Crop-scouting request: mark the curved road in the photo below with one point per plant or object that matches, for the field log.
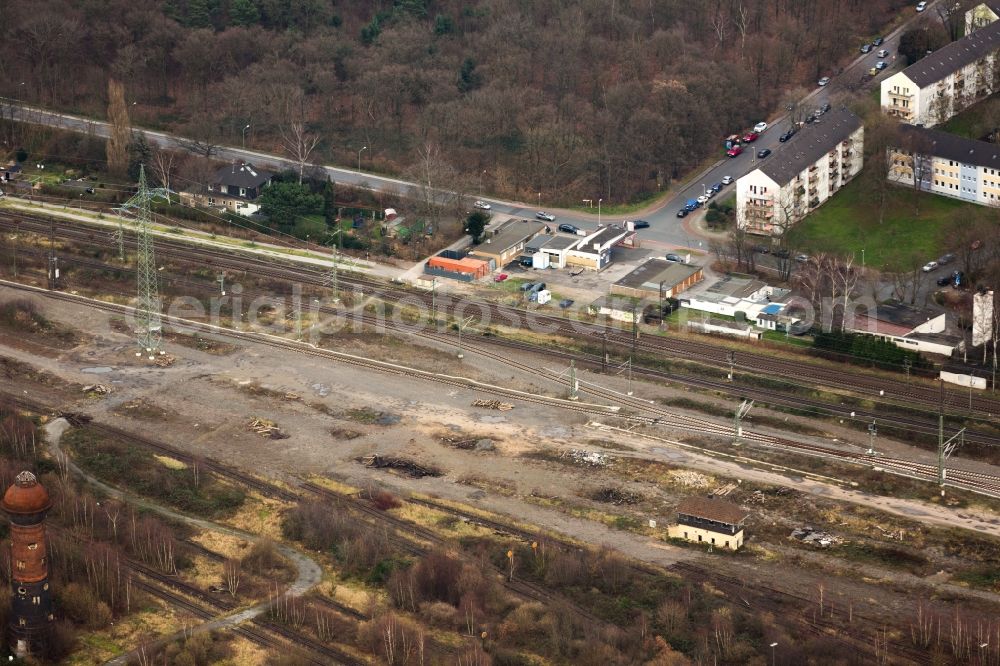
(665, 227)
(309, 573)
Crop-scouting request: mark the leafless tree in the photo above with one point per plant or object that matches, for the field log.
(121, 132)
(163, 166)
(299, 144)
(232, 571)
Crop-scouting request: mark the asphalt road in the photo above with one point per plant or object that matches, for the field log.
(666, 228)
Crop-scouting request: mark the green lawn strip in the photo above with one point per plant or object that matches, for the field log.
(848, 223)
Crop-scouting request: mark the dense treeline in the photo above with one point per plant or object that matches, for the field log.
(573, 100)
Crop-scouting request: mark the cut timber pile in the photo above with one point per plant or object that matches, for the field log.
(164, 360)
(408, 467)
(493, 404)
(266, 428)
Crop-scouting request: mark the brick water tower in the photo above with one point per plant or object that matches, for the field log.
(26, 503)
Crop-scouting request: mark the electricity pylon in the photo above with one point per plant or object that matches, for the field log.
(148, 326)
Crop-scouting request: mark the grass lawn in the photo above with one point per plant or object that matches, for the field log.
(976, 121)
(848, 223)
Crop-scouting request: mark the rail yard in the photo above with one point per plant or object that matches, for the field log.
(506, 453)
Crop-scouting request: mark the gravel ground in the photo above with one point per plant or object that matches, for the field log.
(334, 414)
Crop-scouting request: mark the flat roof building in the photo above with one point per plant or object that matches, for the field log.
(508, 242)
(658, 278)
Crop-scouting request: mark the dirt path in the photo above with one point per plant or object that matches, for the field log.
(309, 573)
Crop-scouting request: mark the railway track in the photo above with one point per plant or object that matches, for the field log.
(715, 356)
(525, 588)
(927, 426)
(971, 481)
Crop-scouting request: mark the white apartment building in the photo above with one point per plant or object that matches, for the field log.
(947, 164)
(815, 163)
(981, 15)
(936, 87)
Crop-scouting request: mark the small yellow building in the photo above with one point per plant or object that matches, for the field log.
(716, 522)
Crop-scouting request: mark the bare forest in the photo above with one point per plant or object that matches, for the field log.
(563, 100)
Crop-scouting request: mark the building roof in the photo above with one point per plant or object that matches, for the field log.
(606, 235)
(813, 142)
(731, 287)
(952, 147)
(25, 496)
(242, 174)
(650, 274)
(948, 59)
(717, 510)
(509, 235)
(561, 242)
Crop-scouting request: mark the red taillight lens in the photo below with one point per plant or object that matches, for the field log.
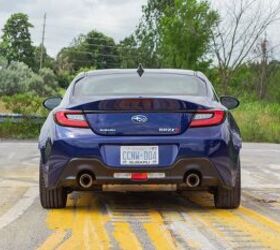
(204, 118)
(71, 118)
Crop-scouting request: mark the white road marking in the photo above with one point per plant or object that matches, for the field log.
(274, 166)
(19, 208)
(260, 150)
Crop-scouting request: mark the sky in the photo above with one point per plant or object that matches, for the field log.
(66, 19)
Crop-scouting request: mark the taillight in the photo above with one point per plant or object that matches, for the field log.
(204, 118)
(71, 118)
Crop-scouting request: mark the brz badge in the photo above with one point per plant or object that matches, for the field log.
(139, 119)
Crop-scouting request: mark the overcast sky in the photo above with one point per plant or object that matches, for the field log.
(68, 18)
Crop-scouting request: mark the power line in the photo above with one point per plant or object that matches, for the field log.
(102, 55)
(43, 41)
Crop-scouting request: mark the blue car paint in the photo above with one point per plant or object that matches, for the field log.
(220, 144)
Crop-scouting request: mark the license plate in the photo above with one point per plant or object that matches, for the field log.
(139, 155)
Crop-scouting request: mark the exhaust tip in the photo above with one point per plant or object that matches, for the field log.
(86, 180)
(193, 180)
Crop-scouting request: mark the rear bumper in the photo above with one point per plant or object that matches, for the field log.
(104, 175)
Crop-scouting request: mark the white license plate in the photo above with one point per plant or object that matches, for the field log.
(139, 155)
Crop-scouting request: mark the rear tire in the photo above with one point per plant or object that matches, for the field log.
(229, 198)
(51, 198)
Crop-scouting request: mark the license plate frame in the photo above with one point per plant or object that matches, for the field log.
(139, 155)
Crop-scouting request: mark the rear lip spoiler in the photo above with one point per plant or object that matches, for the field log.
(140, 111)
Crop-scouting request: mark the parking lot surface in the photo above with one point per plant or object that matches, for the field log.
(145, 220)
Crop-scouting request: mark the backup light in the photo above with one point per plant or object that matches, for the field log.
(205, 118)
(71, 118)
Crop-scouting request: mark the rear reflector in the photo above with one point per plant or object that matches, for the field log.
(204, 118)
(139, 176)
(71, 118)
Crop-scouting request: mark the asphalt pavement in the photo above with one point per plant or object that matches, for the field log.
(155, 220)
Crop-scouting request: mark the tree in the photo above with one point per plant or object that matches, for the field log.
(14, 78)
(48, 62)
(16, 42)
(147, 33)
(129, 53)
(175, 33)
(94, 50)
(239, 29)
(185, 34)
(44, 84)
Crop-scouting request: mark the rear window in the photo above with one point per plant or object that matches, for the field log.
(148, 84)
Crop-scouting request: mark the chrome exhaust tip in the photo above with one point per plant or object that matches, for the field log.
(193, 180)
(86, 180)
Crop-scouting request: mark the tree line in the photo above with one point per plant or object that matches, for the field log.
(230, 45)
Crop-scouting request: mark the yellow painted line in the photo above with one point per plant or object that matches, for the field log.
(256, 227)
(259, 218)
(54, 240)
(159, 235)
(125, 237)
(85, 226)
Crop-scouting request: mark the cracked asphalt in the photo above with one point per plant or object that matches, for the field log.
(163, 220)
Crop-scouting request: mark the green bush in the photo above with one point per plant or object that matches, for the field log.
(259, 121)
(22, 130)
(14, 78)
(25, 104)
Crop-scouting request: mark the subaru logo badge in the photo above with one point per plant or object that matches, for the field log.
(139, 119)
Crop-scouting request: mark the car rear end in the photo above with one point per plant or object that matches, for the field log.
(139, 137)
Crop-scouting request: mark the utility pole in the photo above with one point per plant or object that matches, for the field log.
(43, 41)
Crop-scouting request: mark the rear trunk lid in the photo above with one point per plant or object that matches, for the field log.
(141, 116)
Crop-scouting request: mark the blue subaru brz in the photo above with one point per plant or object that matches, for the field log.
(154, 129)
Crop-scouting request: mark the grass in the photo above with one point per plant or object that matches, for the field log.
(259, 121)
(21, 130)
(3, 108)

--

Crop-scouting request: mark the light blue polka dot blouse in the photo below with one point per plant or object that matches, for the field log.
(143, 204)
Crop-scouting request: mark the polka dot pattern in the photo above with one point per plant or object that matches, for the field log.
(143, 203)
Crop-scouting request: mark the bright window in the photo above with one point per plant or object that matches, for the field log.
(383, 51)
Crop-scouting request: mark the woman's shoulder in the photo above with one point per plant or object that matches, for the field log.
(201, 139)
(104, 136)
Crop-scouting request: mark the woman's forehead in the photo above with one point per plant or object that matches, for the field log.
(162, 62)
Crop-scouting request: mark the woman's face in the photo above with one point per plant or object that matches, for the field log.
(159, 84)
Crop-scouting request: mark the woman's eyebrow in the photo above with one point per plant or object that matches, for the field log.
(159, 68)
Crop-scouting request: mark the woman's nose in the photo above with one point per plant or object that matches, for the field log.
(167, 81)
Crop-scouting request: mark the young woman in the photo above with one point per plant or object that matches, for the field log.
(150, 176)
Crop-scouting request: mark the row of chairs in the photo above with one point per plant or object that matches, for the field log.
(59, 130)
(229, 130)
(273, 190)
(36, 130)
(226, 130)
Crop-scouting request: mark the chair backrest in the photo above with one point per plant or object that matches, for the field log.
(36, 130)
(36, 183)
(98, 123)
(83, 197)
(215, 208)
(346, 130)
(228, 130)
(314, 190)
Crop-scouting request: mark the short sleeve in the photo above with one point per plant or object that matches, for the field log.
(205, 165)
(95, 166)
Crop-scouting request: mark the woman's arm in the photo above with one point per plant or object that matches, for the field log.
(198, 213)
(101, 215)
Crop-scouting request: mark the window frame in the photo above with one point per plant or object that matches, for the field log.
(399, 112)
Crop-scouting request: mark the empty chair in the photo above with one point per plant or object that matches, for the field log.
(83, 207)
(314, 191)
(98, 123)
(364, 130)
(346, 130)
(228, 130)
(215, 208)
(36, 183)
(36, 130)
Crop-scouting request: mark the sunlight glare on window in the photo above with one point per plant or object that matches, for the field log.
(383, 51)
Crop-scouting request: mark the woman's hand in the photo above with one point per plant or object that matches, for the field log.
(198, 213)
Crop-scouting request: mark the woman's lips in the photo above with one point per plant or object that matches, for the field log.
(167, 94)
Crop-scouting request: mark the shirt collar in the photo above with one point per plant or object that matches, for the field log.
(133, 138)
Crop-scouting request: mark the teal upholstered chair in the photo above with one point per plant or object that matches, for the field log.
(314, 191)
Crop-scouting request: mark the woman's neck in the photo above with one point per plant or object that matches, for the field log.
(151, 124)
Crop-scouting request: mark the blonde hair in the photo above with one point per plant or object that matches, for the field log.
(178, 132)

WHAT THE EXERCISE ASKS
State how many lines in the records contain the word "below", and give only that number.

WRITTEN SOLUTION
3